We conducted this performance audit from December 2009 through July 
2011, in accordance with generally accepted government auditing 
standards. Those standards require that we plan and perform the audit 
to obtain sufficient, appropriate evidence to provide a reasonable 
basis for our findings and conclusions based on our audit objectives. 
We believe that the evidence obtained provides a reasonable basis for 
our findings and conclusions based on our audit objectives. 

Background: 

The Hazardous and Solid Waste Amendments of 1984 revised RCRA to 
include new provisions requiring certain facilities to take corrective 
action to clean up their sites. EPA data show that as of the end of 
fiscal year 2010, about 6,000 facilities were subject to corrective 
action; that is, they were required to undertake corrective action in 
response to a release of hazardous waste or constituents.[Footnote 10] 
Facilities that may be required to undertake corrective action 
include, among others, operating or closed treatment, storage, or 
disposal facilities that are permitted or have interim status--during 
which the owner or operator of a treatment, storage, or disposal 
facility is considered to have been issued a RCRA permit even though a 
final determination on the permit has not yet been made by the 
regulator. Permitted and interim-status facilities generally incur an 
obligation for continued corrective action even after closure. 

Facilities generally come into the corrective action program when (1) 
EPA or an authorized state is considering a facility's RCRA permit 
application, (2) a release of hazardous waste or constituent has been 
identified, or (3) a facility volunteers to perform corrective action 
by entering into an agreement with EPA or an authorized state. First, 
when a facility is seeking a permit or when a permit is already in 
place, EPA or an authorized state can incorporate corrective action 
into the permit's requirements. EPA or the state may use this process 
to address both on-site releases and releases that have migrated 
beyond a facility's boundary. Second, EPA or the state may issue a 
corrective action order that is not contingent on a facility's permit 
status, for example, when immediate action is necessary to address a 
release or threat of release of a solid or hazardous waste that may 
present an imminent and substantial endangerment to human health or 
the environment, including at an interim-status facility. Third, 
facilities may volunteer to take corrective action before they are 
required to do so by the terms of the permit or corrective action 
order.

----

#### [GIVEN TASK A]
Edit the RCRA corrective action text between "We conducted this" and "for our findings and conclusions based on our audit objectives.", inclusive, so that "sufficient, appropriate evidence" is replaced by "adequate evidence".
#### [GIVEN TASK B]
Resume the RCRA corrective action text from the point where it stops, writing the next few sentences.

#### [SUPPLIED INFORMATION]
----

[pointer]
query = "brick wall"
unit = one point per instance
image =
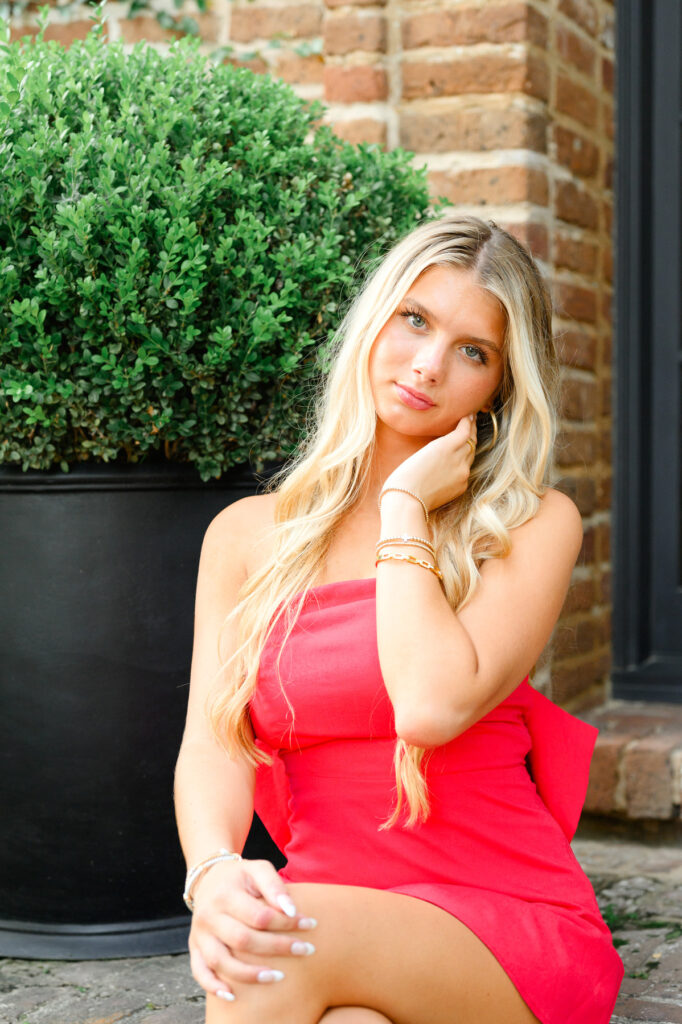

----

#### [EXERCISE OUTPUT A]
We conducted this performance audit from December 2009 through July 
2011, in accordance with generally accepted government auditing 
standards. Those standards require that we plan and perform the audit 
to obtain adequate evidence to provide a reasonable 
basis for our findings and conclusions based on our audit objectives.

#### [EXERCISE OUTPUT B]
There are no comprehensive cleanup regulations under RCRA. Instead, 
EPA and authorized states primarily use guidance to implement 
corrective action and impose requirements at individual facilities 
through their permits or orders. The agency emphasizes the flexible 
nature of the program, but several elements are common to most, 
although not all, corrective action cleanups: 

* Initial facility assessment. EPA or an authorized state first 
assesses a facility to characterize the risk posed and determine the 
need for immediate action. 

* Facility investigation. If it is determined that information beyond 
initial facility assessment is needed, EPA or the authorized state 
requires the company owning or operating the facility to conduct a 
more detailed investigation to establish the nature and extent of 
contamination released to groundwater, surface water, air, and soil. 
Depending on a facility's particular circumstances, this phase may be 
complex and take years to complete. The process is monitored by the 
agency overseeing the correction action, and the outcome is subject to 
that authority's approval. While facility investigation is under way, 
interim measures may be needed to control or abate ongoing risks to 
human health and the environment. According to EPA, interim measures 
may take place any time during the corrective action process. In some 
cases, such actions may be enough to complete the corrective action 
process.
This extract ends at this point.